Task brief
Transcribe the material in full, exactly as written.

(Dataset entries)
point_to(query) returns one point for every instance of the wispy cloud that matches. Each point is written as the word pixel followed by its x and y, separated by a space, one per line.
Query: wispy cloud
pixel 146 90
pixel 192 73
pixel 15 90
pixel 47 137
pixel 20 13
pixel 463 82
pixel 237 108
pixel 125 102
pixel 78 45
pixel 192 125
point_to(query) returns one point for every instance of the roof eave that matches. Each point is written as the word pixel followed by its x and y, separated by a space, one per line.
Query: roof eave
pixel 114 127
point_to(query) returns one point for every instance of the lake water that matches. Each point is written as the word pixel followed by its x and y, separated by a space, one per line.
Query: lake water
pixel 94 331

Solution to this problem
point_to(query) returns one point for every instance of the wispy cloud that matches. Each point is written as the word pixel followed by its x and y, separated by a space, one per line.
Query: wispy cloud
pixel 146 90
pixel 192 73
pixel 15 90
pixel 47 137
pixel 20 13
pixel 463 82
pixel 237 108
pixel 125 102
pixel 78 45
pixel 192 125
point_to(query) returns one point for every instance of the roof eave that matches. Each point is written as the word pixel followed by its x and y, separated by a space, one per line.
Query: roof eave
pixel 114 127
point_to(query) returns one point for every instance of the lake water that matches. Each point is written as the word pixel followed by its x and y, separated by a space, one per line.
Query: lake water
pixel 94 331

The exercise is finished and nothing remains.